• ABOUT THIS EXERCISE:
Copy the entries below word for word, but omit any pictures they contain.

• DATA TO PROCESS:
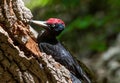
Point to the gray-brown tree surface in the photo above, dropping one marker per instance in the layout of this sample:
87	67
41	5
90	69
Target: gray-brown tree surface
20	58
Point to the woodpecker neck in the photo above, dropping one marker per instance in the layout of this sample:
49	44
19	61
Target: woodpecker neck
46	36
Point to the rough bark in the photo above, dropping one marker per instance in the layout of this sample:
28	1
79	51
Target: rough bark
20	58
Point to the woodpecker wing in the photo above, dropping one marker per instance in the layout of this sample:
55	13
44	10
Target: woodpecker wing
61	55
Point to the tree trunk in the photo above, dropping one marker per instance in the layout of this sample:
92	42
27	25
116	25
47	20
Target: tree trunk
20	58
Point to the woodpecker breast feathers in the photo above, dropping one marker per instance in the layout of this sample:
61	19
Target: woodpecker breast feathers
55	21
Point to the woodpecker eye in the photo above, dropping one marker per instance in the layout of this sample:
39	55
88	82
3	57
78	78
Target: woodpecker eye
53	25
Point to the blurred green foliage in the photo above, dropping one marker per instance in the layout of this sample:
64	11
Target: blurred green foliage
91	25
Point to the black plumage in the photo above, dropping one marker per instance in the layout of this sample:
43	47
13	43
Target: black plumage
50	45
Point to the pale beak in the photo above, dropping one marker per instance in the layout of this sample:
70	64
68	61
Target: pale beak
40	23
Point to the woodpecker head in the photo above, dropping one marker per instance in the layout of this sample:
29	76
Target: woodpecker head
52	25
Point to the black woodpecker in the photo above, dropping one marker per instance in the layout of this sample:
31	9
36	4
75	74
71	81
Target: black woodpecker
51	46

• WRITTEN ANSWER:
Point to the gray-brown tree surface in the photo above, dropping one marker per instance in the layout of this sample:
87	67
41	5
90	69
Target: gray-brown tree surface
20	58
Point to the woodpecker neck in the photo above, dropping one marker per instance in the layout of this sample:
49	44
19	61
Target: woodpecker neck
46	36
Point to the rough bark in the photo above, dropping one marker per instance in the layout of this sample:
28	1
79	51
Target: rough bark
20	58
Point to the woodpecker wing in the photo above, dropping one marker per instance in the layout of this sample:
55	13
44	10
Target: woodpecker wing
61	55
Point to the tree trunk in the photo above, dropping one marker per instance in the layout of this sample:
92	42
27	25
116	25
47	20
Target: tree trunk
20	58
Point to the woodpecker breast feathers in the photo above, dropping one marker per instance in the layout of this sample:
61	19
Target: woodpecker breast feathers
55	21
Point to the woodpecker eye in the photo above, dropping one marker per instance in the layout of this sample:
39	55
88	82
3	57
78	78
Target: woodpecker eye
53	25
Point to the blurred green foliage in the photo above, dropping one marker per instance in the layout of this sample:
64	11
Target: blurred green foliage
91	25
Point to the black plumage in the photo above, dropping one marker per instance in the layout of this sample:
43	47
13	43
Target: black plumage
50	45
Point to the pale beak in the photo above, dropping one marker per instance in the layout of this sample:
70	64
68	61
Target: pale beak
40	23
Point to the woodpecker head in the photo above, dropping one marker per instance in the layout of this sample:
29	76
Target: woodpecker head
52	25
Point to the black woodpecker in the photo above, dropping one marker per instance in the layout of this sample:
31	9
36	4
75	74
71	81
Target: black woodpecker
51	46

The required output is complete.